* EXTRAIT CHOISI:

----

Ça va passer. Ça va aller.
Retour à l’écriture. Un dimanche de novembre avant le temps. La pluie en rafale qui s’abat contre les volets. Je remonte la couette. Nuit noire dans la chambre. Il est encore tôt. Une tasse de Lady Grey me sort de ma torpeur. Les pancakes maison ont un drôle de goût : j’ai du me résoudre à remplacer la levure par du bicarbonate et utiliser du lait de soja faute de mieux. Le Maple Joe sauve un peu la mise. J’ai joué, j’ai perdu. « Le gagnant a tout raflé » Est-ce ce temps pluvieux qui me conduit vers les jours anciens ? La porte fenêtre donne sur le jardin. A l’époque elle n’a pas encore été remplacée et les petits carreaux jouxtent la terrasse en pierres. Je ne sais pas l’âge que j’ai. Celui où on commence à souffrir d’être trop sensible. Les paroles en anglais restent incomprises mais le mal est fait, il se répand insidieux, tord le cœur, le corps et l’esprit. Des larmes coulent, inutiles. Enfant, ai-je été baigné dans la saudade sans le savoir ?

----

* ENTRÉES DE DONNÉES:
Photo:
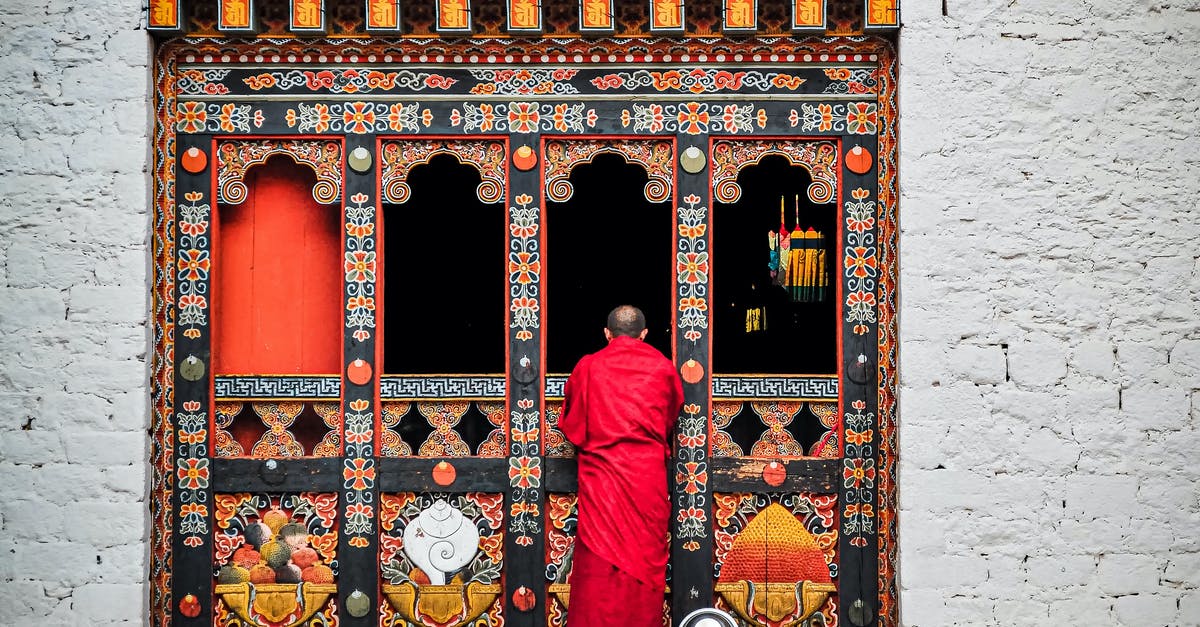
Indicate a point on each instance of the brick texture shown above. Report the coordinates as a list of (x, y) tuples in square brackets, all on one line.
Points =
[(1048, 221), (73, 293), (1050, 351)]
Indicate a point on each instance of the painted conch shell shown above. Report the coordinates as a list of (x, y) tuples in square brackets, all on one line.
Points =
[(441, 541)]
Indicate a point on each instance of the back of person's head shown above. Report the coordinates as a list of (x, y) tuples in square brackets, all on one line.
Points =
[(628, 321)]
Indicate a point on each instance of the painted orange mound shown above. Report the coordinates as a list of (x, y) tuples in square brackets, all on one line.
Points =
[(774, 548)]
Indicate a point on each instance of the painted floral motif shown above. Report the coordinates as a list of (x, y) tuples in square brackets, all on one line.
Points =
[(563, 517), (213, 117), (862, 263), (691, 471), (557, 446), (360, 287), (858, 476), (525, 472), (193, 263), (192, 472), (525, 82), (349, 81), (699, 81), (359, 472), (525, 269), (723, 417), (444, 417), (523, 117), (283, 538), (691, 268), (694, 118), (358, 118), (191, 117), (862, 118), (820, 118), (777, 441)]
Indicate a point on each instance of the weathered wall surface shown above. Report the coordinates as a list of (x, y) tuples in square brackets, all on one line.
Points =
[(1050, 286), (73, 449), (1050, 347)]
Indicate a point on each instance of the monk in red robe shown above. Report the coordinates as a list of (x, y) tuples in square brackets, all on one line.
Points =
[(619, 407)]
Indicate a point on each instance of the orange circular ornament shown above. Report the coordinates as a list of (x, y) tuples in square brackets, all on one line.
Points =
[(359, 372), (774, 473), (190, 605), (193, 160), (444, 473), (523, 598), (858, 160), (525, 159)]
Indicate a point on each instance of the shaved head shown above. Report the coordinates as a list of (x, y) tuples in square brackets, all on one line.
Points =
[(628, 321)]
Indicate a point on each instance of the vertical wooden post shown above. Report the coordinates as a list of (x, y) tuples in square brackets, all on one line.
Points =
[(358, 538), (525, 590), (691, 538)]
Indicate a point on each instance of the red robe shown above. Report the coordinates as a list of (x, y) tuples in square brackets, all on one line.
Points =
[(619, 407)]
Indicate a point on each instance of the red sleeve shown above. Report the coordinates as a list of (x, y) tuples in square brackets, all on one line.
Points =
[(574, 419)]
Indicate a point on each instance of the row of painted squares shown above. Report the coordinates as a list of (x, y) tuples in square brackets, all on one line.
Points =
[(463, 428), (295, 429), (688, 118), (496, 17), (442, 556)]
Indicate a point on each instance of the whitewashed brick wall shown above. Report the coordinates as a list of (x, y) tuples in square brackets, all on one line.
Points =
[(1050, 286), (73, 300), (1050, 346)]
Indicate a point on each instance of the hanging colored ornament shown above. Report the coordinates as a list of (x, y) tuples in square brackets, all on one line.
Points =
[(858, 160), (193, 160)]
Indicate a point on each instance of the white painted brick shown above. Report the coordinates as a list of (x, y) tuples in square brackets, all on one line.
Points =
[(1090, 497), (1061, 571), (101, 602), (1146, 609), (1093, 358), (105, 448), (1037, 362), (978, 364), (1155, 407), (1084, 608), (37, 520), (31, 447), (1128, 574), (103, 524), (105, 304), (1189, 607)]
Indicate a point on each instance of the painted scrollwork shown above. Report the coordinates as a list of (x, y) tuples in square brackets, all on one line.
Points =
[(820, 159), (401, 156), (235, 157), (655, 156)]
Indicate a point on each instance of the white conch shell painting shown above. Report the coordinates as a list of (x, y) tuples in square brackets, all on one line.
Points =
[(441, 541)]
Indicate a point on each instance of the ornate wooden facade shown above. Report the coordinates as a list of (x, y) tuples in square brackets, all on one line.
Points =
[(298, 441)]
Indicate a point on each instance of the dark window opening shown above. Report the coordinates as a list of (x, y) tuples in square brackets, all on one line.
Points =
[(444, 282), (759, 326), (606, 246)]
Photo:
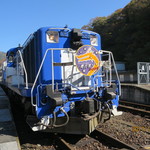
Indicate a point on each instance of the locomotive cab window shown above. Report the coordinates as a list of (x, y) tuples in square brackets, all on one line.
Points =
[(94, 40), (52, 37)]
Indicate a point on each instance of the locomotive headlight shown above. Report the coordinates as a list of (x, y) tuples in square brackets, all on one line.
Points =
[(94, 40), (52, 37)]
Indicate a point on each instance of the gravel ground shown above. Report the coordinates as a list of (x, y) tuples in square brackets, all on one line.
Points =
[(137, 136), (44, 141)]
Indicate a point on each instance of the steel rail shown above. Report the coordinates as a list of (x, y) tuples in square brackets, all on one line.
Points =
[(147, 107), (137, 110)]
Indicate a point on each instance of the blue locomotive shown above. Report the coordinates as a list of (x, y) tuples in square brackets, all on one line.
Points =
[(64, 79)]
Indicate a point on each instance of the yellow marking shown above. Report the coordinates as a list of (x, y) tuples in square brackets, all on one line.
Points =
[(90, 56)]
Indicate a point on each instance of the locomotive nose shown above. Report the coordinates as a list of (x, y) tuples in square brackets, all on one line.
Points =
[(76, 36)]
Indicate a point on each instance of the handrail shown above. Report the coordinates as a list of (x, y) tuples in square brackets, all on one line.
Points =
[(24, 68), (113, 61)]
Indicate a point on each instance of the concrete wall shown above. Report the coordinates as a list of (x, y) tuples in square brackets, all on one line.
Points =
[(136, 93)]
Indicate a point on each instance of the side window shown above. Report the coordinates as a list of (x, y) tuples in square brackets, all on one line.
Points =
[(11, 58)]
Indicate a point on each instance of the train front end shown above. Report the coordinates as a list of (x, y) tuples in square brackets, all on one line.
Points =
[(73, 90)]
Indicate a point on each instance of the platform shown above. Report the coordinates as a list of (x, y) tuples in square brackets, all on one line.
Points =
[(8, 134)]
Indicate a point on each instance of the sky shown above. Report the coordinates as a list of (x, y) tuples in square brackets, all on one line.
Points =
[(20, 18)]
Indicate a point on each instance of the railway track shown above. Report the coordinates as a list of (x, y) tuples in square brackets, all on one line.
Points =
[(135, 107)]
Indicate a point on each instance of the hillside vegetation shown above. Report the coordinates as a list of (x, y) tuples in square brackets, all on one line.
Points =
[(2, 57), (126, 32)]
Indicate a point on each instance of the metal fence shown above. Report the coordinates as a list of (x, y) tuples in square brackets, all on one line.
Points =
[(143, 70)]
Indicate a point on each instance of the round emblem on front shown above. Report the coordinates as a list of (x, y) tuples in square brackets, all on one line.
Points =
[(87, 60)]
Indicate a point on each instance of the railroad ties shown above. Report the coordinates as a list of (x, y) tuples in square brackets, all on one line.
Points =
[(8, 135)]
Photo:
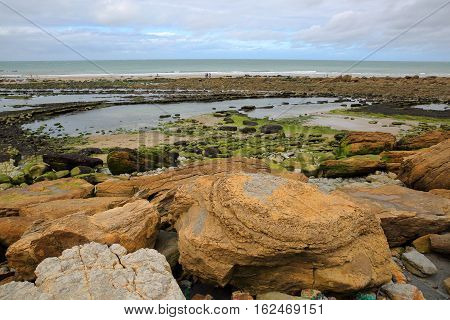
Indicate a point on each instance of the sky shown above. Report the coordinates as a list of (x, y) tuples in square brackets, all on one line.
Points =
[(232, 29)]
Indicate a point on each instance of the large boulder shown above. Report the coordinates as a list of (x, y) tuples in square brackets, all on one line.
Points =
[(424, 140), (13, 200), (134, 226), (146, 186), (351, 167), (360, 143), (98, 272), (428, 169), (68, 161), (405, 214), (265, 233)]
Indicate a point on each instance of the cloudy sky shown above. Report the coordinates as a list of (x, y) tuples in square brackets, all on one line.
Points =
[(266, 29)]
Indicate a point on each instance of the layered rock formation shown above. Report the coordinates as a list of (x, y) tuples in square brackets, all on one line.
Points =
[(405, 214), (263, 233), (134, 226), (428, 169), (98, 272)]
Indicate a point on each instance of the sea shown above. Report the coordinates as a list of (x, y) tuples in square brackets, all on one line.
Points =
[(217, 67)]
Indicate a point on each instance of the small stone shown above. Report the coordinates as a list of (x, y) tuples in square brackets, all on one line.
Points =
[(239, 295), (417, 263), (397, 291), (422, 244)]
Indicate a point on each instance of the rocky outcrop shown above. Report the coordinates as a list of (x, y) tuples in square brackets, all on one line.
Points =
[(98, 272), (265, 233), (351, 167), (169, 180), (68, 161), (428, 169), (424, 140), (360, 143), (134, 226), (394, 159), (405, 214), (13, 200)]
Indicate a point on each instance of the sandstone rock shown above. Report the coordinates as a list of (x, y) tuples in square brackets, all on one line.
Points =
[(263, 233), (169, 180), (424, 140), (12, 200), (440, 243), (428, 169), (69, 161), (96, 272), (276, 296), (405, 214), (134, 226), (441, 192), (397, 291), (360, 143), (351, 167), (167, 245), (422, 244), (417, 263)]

----

* CONSIGNE: Prolongez le texte sur le dimanche pluvieux de novembre en reprenant juste après sa dernière phrase.

* RÉPONSE:
Nouvelle bouchée. Le sirop d’érable ne parvient pas à masquer une lointaine amertume. Dehors l’été fait de la résistance. Il se pourrait que certains vacanciers affluent finalement vers le port. Les terrasses prises d’assaut par une cohorte de touristes en mal d’air pur et de liberté retrouvée. Au diable le pass sanitaire ! Ce soir le bateau de Belle Ile charriera sur nos rives des pérégrins ivres de mer, de vent et de soleil. Ils profiteront de leur dernière nuit bretonne avant de repartir repus vers leur grisaille parisienne. Pendant ce temps je continuerai à arpenter les ruelles vides de la vieille ville. Un jour je marcherai rue Saint Guénaël en quête du vieux châtaignier place brulée avant de m’enfuir par la porte prison. Loin, très loin de Vannes où je ne reviendrai plus.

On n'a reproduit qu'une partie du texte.